In your copy, leave out the pictures; write out all the data exactly.

======== Data for this exercise

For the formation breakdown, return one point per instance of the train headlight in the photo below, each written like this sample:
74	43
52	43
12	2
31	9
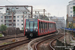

================

● **Response for this exercise**:
For the formation breakdown, return one point per instance of the train headlight in the photo below, each written like this sample:
74	43
52	43
12	2
31	9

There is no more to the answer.